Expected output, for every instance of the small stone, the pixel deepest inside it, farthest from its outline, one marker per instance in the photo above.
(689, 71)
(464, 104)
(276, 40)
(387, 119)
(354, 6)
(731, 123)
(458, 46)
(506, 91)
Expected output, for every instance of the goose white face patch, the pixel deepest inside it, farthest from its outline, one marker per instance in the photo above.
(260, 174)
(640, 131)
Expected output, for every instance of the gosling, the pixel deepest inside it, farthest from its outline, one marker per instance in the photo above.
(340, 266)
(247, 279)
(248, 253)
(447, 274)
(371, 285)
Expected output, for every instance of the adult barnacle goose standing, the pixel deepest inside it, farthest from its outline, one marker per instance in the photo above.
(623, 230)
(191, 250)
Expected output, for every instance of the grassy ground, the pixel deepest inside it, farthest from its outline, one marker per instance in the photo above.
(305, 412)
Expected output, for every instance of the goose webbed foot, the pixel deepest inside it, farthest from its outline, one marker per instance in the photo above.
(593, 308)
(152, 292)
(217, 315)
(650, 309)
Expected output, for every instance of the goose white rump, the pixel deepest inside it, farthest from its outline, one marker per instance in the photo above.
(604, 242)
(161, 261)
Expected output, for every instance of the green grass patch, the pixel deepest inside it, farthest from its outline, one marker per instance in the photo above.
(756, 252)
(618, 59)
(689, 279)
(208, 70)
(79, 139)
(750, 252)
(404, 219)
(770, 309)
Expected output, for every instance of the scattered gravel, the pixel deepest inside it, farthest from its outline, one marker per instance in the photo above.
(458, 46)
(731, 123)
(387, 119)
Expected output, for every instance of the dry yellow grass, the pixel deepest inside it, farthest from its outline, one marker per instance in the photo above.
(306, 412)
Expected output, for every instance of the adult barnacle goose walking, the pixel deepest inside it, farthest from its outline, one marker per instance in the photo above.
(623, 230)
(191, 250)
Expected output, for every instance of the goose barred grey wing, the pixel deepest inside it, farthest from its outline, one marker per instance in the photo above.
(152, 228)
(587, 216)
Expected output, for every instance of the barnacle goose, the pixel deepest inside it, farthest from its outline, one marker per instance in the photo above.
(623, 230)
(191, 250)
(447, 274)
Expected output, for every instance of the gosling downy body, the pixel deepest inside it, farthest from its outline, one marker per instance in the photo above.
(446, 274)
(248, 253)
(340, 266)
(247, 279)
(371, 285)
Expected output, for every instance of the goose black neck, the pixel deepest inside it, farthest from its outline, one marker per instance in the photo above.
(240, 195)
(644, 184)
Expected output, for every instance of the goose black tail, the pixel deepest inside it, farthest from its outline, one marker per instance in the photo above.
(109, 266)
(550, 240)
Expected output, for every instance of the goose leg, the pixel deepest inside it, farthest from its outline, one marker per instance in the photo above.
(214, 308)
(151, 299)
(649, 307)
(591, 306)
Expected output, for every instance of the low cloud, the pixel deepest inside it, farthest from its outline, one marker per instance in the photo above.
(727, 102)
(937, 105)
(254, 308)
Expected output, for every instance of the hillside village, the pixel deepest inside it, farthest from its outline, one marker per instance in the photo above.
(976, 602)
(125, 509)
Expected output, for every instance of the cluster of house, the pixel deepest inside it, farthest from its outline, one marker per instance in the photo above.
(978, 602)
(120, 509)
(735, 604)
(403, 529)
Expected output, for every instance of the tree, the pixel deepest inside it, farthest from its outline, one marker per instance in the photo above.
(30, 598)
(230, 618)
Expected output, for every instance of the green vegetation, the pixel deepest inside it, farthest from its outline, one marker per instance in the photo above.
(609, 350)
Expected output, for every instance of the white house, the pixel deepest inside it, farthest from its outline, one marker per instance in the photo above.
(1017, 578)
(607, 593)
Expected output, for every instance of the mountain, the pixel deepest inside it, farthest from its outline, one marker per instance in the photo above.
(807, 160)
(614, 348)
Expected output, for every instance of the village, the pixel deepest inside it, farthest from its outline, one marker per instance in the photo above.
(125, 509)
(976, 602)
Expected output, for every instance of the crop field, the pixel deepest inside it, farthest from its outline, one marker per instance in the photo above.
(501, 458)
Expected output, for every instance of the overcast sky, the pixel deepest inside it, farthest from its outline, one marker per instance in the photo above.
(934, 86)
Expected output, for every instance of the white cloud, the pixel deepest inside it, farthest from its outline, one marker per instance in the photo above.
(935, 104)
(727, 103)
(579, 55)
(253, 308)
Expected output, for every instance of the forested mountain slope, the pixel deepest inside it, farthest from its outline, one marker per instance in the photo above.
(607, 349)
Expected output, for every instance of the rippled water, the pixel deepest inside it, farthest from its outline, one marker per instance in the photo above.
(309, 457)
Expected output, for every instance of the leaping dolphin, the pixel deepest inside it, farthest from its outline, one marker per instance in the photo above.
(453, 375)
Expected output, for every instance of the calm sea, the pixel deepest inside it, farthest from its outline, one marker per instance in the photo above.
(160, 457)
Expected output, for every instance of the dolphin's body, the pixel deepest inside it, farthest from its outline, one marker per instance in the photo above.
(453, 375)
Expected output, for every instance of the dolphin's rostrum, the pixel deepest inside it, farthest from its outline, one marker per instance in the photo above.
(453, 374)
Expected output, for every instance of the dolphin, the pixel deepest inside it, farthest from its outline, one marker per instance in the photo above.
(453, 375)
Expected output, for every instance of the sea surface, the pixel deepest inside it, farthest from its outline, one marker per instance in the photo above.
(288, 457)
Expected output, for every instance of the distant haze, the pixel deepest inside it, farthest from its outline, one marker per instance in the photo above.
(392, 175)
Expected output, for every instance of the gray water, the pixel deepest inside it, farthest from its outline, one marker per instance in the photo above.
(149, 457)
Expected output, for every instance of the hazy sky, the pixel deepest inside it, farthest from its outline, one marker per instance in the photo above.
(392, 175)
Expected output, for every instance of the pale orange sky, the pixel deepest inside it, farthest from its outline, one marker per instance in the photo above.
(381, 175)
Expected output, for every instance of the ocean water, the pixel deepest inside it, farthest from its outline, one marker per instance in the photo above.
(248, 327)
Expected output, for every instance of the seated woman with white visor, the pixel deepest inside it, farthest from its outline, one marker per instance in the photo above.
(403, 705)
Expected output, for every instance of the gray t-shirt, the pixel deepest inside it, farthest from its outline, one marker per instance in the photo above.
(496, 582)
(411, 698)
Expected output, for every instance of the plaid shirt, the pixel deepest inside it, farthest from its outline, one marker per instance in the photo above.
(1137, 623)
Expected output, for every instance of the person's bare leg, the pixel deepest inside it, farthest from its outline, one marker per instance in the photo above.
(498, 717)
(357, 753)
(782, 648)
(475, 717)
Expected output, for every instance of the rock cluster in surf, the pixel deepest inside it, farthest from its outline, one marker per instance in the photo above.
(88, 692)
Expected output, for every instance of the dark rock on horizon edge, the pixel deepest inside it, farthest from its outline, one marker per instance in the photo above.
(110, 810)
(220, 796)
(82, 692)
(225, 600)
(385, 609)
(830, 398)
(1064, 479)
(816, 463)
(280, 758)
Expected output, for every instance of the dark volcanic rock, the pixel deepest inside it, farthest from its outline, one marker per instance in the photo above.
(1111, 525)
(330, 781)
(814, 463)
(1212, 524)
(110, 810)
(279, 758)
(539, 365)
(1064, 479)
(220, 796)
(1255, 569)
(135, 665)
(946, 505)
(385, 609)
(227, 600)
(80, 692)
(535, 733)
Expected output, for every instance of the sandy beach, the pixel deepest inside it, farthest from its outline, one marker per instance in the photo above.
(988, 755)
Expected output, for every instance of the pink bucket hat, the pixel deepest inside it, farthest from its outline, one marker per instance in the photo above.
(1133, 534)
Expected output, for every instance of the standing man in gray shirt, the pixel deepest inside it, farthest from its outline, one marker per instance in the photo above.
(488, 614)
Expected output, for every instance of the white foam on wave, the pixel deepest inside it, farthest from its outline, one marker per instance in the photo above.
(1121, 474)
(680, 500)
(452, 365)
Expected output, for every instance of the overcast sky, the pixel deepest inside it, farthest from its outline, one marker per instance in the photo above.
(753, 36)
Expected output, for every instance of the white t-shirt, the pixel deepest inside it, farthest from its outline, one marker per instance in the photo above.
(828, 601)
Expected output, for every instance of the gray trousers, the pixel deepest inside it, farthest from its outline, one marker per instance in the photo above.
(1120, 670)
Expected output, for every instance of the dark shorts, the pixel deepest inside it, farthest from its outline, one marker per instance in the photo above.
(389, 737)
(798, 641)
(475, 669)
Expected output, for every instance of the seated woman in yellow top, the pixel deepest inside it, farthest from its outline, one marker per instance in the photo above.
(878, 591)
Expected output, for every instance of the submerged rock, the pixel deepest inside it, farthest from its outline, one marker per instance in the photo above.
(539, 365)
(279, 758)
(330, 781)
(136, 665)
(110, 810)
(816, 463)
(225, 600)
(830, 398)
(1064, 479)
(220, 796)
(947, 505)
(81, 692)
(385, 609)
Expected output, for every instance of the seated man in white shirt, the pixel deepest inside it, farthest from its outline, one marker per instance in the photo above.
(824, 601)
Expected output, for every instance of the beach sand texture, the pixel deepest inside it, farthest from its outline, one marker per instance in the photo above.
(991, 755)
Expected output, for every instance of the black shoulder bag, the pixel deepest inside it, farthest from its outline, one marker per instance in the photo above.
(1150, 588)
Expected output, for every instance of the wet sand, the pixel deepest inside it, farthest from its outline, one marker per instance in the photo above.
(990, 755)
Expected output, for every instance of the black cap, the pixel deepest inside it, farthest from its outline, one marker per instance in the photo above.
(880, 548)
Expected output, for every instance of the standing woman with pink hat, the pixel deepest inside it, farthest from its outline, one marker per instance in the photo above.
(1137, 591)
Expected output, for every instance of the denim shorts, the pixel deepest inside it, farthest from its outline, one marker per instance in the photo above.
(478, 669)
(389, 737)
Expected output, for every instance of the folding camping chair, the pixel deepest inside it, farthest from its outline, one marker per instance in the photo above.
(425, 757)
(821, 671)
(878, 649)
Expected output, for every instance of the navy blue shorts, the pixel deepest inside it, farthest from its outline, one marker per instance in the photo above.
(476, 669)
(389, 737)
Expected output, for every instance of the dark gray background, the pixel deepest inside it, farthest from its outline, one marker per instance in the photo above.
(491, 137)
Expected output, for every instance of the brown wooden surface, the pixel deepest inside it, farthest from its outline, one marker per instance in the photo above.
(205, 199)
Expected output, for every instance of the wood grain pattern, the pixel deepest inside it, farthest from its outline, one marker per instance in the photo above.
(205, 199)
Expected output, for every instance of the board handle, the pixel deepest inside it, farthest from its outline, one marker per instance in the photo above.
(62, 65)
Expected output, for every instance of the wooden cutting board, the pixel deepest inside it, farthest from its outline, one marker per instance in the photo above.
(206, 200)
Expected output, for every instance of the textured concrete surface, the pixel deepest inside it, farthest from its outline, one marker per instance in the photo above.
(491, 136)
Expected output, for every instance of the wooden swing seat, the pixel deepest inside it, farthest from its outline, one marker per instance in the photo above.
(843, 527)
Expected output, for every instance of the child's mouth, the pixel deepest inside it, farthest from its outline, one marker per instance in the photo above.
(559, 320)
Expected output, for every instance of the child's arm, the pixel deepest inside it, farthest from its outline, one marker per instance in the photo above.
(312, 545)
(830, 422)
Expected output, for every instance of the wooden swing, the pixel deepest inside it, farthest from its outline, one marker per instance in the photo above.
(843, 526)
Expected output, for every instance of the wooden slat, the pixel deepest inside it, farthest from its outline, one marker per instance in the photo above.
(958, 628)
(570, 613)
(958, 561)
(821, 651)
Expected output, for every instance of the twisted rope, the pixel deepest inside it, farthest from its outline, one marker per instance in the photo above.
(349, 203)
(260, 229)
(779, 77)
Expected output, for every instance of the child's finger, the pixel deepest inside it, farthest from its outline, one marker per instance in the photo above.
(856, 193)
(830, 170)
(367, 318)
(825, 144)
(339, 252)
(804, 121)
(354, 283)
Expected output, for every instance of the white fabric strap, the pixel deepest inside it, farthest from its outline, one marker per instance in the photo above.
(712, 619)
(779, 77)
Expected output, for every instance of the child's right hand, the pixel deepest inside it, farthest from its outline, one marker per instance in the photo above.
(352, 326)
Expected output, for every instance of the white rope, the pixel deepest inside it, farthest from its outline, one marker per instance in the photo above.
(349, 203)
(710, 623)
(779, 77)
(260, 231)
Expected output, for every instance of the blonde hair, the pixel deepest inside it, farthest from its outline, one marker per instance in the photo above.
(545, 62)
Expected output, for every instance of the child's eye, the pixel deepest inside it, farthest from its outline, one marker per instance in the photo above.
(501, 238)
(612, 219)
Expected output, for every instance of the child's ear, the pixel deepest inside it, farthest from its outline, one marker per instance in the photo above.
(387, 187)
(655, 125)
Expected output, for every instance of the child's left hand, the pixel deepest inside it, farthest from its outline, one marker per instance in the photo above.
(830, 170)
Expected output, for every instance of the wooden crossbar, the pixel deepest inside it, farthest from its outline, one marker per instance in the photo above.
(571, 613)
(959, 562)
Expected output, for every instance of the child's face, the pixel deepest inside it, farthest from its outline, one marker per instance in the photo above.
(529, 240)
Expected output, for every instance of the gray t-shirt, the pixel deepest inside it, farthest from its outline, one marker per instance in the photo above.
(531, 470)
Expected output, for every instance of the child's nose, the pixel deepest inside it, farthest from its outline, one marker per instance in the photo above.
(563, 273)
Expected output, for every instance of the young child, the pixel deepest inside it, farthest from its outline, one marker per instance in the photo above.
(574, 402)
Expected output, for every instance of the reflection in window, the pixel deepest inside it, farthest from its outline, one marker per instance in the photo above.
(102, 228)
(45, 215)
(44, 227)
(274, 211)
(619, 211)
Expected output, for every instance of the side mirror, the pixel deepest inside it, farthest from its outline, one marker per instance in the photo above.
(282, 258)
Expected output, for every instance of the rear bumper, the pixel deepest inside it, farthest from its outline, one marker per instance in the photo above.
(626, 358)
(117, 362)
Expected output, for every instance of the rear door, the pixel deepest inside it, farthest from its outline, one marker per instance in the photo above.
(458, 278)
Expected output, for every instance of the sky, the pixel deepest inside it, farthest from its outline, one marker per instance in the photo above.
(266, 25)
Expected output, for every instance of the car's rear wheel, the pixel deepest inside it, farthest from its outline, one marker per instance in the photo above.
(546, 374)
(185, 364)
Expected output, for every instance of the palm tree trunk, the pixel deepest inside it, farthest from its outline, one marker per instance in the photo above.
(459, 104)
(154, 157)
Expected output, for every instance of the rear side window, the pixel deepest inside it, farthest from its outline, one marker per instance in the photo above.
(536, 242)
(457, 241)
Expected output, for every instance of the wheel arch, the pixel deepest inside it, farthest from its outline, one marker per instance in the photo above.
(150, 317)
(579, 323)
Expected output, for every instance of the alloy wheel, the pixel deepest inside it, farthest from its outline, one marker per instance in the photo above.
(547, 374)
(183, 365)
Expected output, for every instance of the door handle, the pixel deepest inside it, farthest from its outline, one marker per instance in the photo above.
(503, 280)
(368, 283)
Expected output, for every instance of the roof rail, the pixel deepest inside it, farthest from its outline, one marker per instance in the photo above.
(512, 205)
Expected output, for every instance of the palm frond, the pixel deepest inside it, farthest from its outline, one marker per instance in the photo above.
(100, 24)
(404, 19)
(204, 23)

Instruction: Quote, word for word, every line starting at the one that contains "Expected output, for every instance of the palm tree" and ending with the final line of the entries.

Exercise response:
Expected output, for every instance of the palm tree trunk, the pixel deepest inside it, farthest from its outline, one marker per instance in the photo above.
(459, 104)
(154, 157)
Expected output, for every instance of the rear side window, the pixel deepest inside it, farthest from its outline, one marker per instance in the photo above.
(536, 242)
(457, 241)
Expected output, for every instance of the wheel arch, the pixel deepest inside it, farthest from its outline, one marker per instance in the photo above.
(150, 317)
(579, 323)
Expected output, for every instance of the alloy wheel, the pixel deepest inside it, farthest from its outline, one marker per instance in the photo above.
(547, 374)
(183, 365)
Expected output, for every instance of the door handle, the pixel deepest inside it, farthest from its outline, one marker per instance in the photo above.
(503, 280)
(368, 283)
Expected output, for every instance of the roof rail, the pixel deepest inside it, farthest from its outline, one marker per instance in the photo above.
(512, 205)
Expected output, for every instance of the palm frond, the pixel deepest inside it, farthest from its outline, one marker per instance in the photo above.
(100, 24)
(404, 19)
(204, 23)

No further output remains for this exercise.